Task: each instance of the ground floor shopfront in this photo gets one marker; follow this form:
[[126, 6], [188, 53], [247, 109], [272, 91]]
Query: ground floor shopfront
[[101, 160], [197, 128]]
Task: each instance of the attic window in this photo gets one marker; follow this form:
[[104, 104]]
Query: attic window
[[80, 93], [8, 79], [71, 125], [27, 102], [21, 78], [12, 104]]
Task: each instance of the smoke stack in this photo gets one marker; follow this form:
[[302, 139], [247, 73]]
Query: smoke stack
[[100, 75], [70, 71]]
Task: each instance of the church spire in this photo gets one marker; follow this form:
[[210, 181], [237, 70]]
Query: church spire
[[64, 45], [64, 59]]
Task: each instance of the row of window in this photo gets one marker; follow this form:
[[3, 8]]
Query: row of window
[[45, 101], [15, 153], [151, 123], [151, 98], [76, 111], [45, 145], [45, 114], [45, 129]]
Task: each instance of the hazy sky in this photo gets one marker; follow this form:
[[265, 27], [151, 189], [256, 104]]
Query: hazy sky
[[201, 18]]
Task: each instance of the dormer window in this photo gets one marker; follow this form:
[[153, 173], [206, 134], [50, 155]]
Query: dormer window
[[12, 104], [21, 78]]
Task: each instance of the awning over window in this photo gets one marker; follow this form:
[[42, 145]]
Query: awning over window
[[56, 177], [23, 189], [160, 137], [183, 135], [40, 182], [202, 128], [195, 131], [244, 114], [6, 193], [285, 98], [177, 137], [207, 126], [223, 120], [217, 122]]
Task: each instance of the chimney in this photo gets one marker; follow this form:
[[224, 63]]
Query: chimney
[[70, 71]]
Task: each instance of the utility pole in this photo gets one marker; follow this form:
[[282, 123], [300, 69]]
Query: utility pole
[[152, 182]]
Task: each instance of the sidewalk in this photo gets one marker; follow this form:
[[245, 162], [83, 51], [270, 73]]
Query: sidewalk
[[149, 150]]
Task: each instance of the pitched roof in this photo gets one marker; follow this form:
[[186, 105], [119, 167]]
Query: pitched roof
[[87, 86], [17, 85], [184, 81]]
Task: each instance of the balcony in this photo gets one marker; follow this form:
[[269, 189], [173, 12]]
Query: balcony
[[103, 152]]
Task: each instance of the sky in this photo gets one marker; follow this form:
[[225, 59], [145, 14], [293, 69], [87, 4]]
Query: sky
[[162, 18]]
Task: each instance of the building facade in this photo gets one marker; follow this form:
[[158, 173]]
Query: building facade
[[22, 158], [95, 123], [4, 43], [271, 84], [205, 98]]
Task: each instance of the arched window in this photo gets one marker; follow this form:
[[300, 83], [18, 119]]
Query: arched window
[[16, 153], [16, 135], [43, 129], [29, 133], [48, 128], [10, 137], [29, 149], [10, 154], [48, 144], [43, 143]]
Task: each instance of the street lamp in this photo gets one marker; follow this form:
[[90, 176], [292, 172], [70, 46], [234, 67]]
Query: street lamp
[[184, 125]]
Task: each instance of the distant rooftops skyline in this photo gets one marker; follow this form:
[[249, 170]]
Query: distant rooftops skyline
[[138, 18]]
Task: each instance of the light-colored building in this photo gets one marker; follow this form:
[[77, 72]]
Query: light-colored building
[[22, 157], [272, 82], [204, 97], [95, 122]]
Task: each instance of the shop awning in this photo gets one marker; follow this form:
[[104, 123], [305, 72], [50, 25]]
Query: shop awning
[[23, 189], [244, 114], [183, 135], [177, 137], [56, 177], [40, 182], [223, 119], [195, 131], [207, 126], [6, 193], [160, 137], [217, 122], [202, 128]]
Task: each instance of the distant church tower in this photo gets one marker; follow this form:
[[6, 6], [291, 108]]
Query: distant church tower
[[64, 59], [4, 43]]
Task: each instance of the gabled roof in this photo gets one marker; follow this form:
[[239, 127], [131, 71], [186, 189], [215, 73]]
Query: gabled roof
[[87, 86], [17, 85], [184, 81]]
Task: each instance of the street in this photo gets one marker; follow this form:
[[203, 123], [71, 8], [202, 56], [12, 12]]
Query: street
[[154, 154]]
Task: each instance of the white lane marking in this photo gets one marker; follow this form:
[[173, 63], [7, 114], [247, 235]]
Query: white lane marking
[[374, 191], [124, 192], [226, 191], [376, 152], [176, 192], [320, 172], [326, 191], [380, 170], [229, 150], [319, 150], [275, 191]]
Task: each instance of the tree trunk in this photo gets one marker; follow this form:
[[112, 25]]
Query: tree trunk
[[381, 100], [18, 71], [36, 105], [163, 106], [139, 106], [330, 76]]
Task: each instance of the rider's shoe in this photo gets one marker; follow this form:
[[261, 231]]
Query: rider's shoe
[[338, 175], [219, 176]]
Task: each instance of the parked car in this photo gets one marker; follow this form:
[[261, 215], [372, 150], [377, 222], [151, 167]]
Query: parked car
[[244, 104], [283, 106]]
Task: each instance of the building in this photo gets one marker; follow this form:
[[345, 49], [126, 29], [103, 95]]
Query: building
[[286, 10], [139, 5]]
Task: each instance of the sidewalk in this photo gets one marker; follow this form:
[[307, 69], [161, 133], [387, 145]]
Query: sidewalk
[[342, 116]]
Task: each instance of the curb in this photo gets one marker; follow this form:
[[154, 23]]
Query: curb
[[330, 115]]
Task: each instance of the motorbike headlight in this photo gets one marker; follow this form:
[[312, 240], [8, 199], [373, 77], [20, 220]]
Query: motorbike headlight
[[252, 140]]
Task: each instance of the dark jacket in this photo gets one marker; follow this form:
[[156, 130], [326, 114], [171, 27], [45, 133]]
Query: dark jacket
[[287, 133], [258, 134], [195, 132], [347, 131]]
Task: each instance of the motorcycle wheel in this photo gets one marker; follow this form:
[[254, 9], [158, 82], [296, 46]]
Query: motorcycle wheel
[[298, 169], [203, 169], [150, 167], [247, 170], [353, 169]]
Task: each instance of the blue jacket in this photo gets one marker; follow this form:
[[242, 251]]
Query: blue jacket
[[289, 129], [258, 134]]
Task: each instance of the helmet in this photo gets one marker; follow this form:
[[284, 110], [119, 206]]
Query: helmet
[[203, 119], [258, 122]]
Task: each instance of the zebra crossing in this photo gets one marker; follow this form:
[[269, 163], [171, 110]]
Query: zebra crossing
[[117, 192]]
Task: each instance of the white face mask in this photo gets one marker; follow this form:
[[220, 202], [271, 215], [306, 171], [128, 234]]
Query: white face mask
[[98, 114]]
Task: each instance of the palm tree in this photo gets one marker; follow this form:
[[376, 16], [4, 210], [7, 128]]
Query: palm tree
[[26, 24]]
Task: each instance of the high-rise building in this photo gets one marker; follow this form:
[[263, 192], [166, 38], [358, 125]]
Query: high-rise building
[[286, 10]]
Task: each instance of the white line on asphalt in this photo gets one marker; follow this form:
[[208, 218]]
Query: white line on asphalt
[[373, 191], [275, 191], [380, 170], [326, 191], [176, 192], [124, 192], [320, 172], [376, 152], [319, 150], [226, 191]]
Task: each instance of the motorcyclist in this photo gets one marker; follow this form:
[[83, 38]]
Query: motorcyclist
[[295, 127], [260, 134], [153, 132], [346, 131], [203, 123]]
# # # #
_WHAT YOU ARE ASKED TO DO_:
Once the line containing "[[42, 145]]" has been written out, please stop; every line before it, back to the first line of the records above, should be given exactly.

_TASK RESULT_:
Task: each instance of the ground floor shopfront in this photo gets one marker; follow this form:
[[126, 6], [188, 53], [247, 109], [272, 91]]
Query: ground floor shopfront
[[101, 160], [197, 128]]
Task: each instance of the attic window in this photo gets one marker; follow this form:
[[104, 104]]
Query: attic window
[[80, 93], [8, 79], [71, 125], [27, 102], [21, 78], [12, 104]]
Task: each instance of the smoke stack in this photo gets one marker; follow this form:
[[302, 139], [247, 73]]
Query: smoke stack
[[100, 75], [70, 71]]
Task: each instance of the church spire in this photo gets one marker; follow this form:
[[210, 181], [237, 70]]
Query: church spire
[[64, 45], [64, 59]]
Task: each instance of the row of window in this photo gets one marker; follow this form:
[[3, 8]]
Query: row of window
[[45, 101], [15, 153], [151, 123], [151, 98], [76, 111], [45, 145], [45, 114], [45, 129]]
Task: each instance of the hazy sky in this photo gets one marker; follow this form:
[[265, 27], [151, 189], [256, 104]]
Query: hazy sky
[[201, 18]]
Task: each instance of the dormer window in this photo gets one marker; follow this form:
[[153, 173], [206, 134], [50, 155]]
Query: dormer window
[[12, 104], [21, 78]]
Task: each instance of the awning over window in this photo gets one marker; follow this form:
[[42, 145]]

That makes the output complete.